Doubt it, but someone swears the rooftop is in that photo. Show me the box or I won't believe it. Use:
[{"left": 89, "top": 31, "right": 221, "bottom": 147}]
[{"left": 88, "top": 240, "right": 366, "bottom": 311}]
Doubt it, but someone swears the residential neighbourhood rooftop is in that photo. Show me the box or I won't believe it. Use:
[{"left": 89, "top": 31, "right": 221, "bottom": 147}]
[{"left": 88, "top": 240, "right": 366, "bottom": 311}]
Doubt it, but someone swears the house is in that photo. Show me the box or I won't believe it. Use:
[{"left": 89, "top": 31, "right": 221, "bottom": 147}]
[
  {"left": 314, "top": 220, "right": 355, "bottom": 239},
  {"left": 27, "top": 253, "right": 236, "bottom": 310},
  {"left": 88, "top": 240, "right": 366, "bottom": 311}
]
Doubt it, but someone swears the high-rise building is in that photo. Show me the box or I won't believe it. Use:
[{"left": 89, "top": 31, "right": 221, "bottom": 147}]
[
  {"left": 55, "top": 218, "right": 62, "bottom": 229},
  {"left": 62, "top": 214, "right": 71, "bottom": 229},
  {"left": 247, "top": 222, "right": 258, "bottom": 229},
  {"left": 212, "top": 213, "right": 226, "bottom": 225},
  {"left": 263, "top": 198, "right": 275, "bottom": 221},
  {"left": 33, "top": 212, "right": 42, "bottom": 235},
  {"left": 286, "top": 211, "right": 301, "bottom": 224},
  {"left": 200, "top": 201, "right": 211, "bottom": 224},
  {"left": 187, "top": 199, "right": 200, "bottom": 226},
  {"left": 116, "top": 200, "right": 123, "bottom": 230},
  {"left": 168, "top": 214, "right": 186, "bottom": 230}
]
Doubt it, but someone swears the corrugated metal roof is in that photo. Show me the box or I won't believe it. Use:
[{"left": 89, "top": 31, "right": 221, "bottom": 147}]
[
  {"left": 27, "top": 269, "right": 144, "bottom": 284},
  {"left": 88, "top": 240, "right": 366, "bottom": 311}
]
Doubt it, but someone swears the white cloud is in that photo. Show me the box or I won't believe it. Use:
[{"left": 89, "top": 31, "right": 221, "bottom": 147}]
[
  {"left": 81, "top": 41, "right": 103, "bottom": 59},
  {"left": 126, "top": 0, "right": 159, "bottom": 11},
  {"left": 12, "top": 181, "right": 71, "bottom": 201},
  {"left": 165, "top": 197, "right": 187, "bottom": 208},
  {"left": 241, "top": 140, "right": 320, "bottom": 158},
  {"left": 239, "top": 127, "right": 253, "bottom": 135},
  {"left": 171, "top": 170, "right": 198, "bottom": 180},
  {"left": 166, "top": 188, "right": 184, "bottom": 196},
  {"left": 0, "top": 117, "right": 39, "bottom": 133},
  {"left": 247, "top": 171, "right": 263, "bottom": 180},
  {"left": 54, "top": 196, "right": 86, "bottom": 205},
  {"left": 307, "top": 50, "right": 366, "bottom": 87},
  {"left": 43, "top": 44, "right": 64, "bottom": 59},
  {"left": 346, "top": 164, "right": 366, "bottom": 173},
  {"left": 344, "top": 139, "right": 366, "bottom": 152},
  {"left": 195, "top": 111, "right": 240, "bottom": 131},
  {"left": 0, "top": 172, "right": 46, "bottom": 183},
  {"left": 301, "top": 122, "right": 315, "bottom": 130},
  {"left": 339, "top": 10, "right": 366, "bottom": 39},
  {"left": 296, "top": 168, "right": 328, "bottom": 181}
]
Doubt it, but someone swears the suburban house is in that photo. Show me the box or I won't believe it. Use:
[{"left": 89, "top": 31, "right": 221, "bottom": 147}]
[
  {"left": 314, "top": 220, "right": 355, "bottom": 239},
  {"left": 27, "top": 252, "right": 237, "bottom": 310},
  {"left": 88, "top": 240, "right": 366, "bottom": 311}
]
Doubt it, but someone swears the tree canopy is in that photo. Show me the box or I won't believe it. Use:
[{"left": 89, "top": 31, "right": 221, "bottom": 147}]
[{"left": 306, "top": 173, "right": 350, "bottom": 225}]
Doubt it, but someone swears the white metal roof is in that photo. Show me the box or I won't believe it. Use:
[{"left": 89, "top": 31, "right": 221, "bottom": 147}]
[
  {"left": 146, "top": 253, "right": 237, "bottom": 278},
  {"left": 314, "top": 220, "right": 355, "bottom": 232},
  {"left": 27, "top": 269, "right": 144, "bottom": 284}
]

* * * *

→ Problem to solve: Print the material verbatim, all of it.

→ Correct result:
Doubt it, but someone swears the rooftop is in that photo. Show me the box or I won't believe it. Use:
[{"left": 89, "top": 31, "right": 221, "bottom": 147}]
[{"left": 88, "top": 240, "right": 366, "bottom": 311}]
Doubt it, but someone swears the residential neighbourhood rooftop is in that photo. Show me the box or I won't believe it. Use:
[{"left": 89, "top": 31, "right": 221, "bottom": 147}]
[{"left": 88, "top": 240, "right": 366, "bottom": 311}]
Doubt it, but someone swears the house is in that photo. Show me the box or I won't believe it. Use:
[{"left": 89, "top": 31, "right": 221, "bottom": 147}]
[
  {"left": 314, "top": 220, "right": 355, "bottom": 239},
  {"left": 27, "top": 253, "right": 236, "bottom": 310},
  {"left": 88, "top": 240, "right": 366, "bottom": 311}
]
Doubt it, but someone swears the high-rise building is in that photo. Show me the box or I won't believe it. Use:
[{"left": 89, "top": 31, "right": 221, "bottom": 147}]
[
  {"left": 55, "top": 218, "right": 62, "bottom": 229},
  {"left": 62, "top": 214, "right": 71, "bottom": 229},
  {"left": 247, "top": 222, "right": 258, "bottom": 229},
  {"left": 212, "top": 213, "right": 226, "bottom": 225},
  {"left": 263, "top": 198, "right": 275, "bottom": 221},
  {"left": 33, "top": 212, "right": 42, "bottom": 235},
  {"left": 286, "top": 211, "right": 301, "bottom": 224},
  {"left": 200, "top": 201, "right": 211, "bottom": 224},
  {"left": 187, "top": 199, "right": 200, "bottom": 226},
  {"left": 116, "top": 200, "right": 123, "bottom": 230},
  {"left": 168, "top": 214, "right": 186, "bottom": 230}
]
Doubt it, but someone swears the corrugated metal roof is in that photo. Show me the box or I won't believe it. Use:
[{"left": 89, "top": 31, "right": 221, "bottom": 147}]
[
  {"left": 27, "top": 269, "right": 144, "bottom": 284},
  {"left": 88, "top": 240, "right": 366, "bottom": 311}
]
Doubt it, but someone swears the white cloud is in that photo. Show me the box or I won't believe it. Use:
[{"left": 89, "top": 31, "right": 221, "bottom": 147}]
[
  {"left": 81, "top": 41, "right": 103, "bottom": 59},
  {"left": 126, "top": 0, "right": 159, "bottom": 11},
  {"left": 12, "top": 181, "right": 71, "bottom": 201},
  {"left": 165, "top": 197, "right": 187, "bottom": 208},
  {"left": 241, "top": 140, "right": 320, "bottom": 158},
  {"left": 239, "top": 127, "right": 253, "bottom": 135},
  {"left": 171, "top": 170, "right": 198, "bottom": 180},
  {"left": 166, "top": 188, "right": 184, "bottom": 196},
  {"left": 0, "top": 117, "right": 39, "bottom": 133},
  {"left": 247, "top": 171, "right": 263, "bottom": 180},
  {"left": 54, "top": 196, "right": 86, "bottom": 205},
  {"left": 307, "top": 50, "right": 366, "bottom": 87},
  {"left": 43, "top": 44, "right": 64, "bottom": 59},
  {"left": 346, "top": 164, "right": 366, "bottom": 173},
  {"left": 344, "top": 139, "right": 366, "bottom": 152},
  {"left": 195, "top": 111, "right": 240, "bottom": 131},
  {"left": 0, "top": 172, "right": 46, "bottom": 183},
  {"left": 301, "top": 122, "right": 315, "bottom": 130},
  {"left": 339, "top": 10, "right": 366, "bottom": 39},
  {"left": 296, "top": 168, "right": 328, "bottom": 181}
]
Doubt it, but someone swears the suburban house is in that photo. Show me the box or I won't believe it. Use:
[{"left": 89, "top": 31, "right": 221, "bottom": 147}]
[
  {"left": 314, "top": 220, "right": 355, "bottom": 239},
  {"left": 27, "top": 252, "right": 237, "bottom": 310},
  {"left": 88, "top": 240, "right": 366, "bottom": 311}
]
Doubt it, but someone swears the tree canopy is in that photo. Show me the box or I won't believe it. Use:
[{"left": 89, "top": 31, "right": 221, "bottom": 147}]
[{"left": 306, "top": 173, "right": 350, "bottom": 225}]
Doubt it, but someone swears the white metal roof is in that photo. Show me the box or I won't believe it. Use:
[{"left": 89, "top": 31, "right": 221, "bottom": 147}]
[
  {"left": 146, "top": 253, "right": 237, "bottom": 278},
  {"left": 314, "top": 220, "right": 355, "bottom": 232},
  {"left": 27, "top": 269, "right": 144, "bottom": 284}
]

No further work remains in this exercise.